▶ _Written instruction_:
Please pick out each line in the records below that contains the word "hair", and copy those lines in full.

● ● ● ●

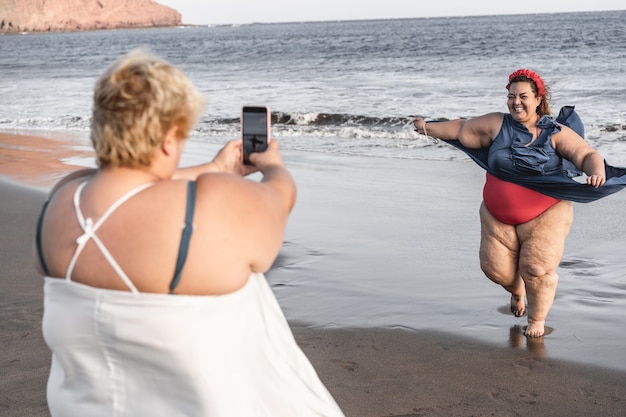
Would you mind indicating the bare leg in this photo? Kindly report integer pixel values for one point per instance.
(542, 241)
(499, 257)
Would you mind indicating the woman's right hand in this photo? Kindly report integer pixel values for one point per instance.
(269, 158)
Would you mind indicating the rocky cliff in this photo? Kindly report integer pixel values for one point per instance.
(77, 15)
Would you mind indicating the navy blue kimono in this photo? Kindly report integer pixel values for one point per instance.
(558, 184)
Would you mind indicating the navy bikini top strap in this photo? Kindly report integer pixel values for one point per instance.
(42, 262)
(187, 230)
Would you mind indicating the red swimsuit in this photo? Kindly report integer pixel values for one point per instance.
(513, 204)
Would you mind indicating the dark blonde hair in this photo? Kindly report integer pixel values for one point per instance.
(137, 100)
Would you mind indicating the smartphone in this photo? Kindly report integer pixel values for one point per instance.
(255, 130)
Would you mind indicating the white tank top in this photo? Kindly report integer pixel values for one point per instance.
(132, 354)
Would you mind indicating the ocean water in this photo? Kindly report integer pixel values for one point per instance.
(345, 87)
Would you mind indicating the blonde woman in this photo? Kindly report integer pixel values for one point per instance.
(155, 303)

● ● ● ●

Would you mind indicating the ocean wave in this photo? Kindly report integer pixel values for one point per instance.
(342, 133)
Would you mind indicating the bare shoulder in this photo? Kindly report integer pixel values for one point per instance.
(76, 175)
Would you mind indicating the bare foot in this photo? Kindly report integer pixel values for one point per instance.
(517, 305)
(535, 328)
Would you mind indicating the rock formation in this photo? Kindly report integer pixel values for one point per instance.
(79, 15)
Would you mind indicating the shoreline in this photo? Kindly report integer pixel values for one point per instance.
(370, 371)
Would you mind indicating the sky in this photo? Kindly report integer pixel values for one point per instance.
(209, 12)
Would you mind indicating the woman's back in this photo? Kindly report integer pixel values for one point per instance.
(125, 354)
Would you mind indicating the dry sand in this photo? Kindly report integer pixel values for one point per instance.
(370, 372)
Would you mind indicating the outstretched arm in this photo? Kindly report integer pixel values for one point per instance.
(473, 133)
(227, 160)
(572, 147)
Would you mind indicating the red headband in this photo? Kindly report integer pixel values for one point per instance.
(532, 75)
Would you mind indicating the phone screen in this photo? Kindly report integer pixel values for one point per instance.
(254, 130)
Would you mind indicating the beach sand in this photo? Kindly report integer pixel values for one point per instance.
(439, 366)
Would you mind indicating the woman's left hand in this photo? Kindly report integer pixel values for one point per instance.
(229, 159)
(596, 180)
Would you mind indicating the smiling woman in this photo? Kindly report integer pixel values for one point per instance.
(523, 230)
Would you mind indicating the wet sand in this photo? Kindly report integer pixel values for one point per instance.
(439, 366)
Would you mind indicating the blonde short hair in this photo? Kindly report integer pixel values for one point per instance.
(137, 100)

● ● ● ●

▶ _Correct response_:
Would you mind indicating the dark blonde hair in this photo? Kindly report integer pixel values for one point per instance.
Would you mind indicating the blonde short hair in this photo? Kindly report integer pixel values for one point per instance.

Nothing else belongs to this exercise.